• [WHAT THIS EXERCISE ASKS]
1 - According to the event announcement, what share of all first-time U.S. military recruits are noncitizens?
2 - Transcribe the portion of the event announcement between "Militarism, Empire, and" and "NY 10036 (map)", inclusive.

Militarism, Empire, and Citizenship in Post-9/11 America
Thursday, September 28, 2023
12:00pm - 1:30pm E.T.
Register to join us *in-person* in Midtown Manhattan:
CUNY School of Labor and Urban Studies
25 West 43rd Street, 18th floor
New York, NY 10036 (map)
Or register to get the *livestream* link!
Join Sofya Aptekar and Nadia Abu El-Haj as they discuss their new books and the role of the U.S. soldier in the operations of U.S. empire, the stories told about soldiers, and the nature of militarism in the post-9/11 era.
Hosted by the CUNY School of Labor and Urban Studies.
ABOUT GREEN CARD SOLDIER:
An in-depth and troubling look at a little-known group of immigrants—noncitizen soldiers who enlist in the US military.
While the popular image of the US military is one of citizen soldiers protecting their country, the reality is that nearly 5 percent of all first-time military recruits are noncitizens. Their reasons for enlisting are myriad, but many are motivated by the hope of gaining citizenship in return for their service. In Green Card Soldier, Sofya Aptekar talks to more than seventy noncitizen soldiers from twenty-three countries, including some who were displaced by conflict after the US military entered their homeland. She identifies a disturbing pattern: the US military's intervention in foreign countries drives migration, which in turn supplies the military with a cheap and desperate labor pool—thereby perpetuating the cycle.

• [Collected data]

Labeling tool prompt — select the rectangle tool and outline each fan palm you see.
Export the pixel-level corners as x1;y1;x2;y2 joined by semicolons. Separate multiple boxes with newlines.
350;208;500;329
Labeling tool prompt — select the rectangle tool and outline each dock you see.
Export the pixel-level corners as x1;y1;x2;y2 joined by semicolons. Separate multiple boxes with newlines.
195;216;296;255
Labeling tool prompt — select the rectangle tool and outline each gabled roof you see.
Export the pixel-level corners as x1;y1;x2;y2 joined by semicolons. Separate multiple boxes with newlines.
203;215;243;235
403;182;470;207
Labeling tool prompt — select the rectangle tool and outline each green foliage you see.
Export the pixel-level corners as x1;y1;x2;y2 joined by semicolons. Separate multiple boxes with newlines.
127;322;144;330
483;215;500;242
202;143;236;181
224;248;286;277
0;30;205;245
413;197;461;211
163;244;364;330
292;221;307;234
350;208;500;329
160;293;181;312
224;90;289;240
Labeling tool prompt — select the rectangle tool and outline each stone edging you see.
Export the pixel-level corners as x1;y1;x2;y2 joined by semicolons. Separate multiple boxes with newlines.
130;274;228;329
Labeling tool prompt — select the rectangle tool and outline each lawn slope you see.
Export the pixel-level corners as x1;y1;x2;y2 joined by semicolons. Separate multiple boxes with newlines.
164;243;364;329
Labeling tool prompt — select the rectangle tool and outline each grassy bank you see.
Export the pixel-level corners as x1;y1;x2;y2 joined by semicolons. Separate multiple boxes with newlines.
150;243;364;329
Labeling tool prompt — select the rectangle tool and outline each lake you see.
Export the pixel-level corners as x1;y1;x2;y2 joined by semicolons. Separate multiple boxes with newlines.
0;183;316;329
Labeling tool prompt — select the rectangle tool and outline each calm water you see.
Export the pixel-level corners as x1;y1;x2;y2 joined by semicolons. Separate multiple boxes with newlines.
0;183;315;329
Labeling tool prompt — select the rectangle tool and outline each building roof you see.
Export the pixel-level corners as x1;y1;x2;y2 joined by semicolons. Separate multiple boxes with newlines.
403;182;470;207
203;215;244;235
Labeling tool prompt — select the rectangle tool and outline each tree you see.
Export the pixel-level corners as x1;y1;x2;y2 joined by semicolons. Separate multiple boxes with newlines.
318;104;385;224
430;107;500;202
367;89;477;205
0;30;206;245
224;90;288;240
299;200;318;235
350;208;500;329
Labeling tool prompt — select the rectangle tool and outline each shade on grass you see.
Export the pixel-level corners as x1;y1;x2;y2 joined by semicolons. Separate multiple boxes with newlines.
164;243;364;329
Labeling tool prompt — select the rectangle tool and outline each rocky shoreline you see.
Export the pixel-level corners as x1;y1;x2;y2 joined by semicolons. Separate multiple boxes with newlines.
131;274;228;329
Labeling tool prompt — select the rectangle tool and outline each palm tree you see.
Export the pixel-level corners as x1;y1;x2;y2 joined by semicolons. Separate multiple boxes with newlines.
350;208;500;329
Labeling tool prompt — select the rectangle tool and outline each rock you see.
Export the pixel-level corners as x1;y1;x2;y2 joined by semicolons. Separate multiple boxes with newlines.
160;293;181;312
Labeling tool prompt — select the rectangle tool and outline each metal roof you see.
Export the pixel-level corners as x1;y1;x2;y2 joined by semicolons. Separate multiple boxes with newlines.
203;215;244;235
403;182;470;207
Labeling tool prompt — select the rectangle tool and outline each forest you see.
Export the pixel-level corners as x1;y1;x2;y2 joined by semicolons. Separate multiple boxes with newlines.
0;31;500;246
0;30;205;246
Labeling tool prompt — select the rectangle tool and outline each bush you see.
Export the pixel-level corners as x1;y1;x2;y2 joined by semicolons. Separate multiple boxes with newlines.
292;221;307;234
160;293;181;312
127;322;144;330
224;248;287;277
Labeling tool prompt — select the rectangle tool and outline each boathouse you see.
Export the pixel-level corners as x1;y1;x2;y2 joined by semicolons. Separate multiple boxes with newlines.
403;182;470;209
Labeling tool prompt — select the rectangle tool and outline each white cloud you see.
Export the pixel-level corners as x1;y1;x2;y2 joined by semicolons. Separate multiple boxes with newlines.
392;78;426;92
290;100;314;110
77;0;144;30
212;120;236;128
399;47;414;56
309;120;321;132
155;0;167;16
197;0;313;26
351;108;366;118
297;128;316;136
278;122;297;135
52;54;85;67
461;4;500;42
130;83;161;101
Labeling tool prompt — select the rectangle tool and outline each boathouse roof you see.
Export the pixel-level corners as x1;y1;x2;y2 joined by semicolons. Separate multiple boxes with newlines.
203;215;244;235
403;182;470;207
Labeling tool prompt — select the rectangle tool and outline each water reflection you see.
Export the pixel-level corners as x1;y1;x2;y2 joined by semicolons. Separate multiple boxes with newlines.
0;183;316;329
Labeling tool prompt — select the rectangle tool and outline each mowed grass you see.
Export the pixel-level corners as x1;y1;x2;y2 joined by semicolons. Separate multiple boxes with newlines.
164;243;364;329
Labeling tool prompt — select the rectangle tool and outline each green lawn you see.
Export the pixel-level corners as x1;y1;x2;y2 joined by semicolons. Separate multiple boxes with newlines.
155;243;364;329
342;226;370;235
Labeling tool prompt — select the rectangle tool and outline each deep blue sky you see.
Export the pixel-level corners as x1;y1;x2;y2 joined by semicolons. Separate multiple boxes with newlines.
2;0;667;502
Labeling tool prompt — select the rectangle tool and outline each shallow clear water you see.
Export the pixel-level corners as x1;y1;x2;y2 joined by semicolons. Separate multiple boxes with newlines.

• [TASK-BY-TASK ANSWERS]
1 - Nearly 5 percent.

2 -
Militarism, Empire, and Citizenship in Post-9/11 America
Thursday, September 28, 2023
12:00pm - 1:30pm E.T.
Register to join us *in-person* in Midtown Manhattan:
CUNY School of Labor and Urban Studies
25 West 43rd Street, 18th floor
New York, NY 10036 (map)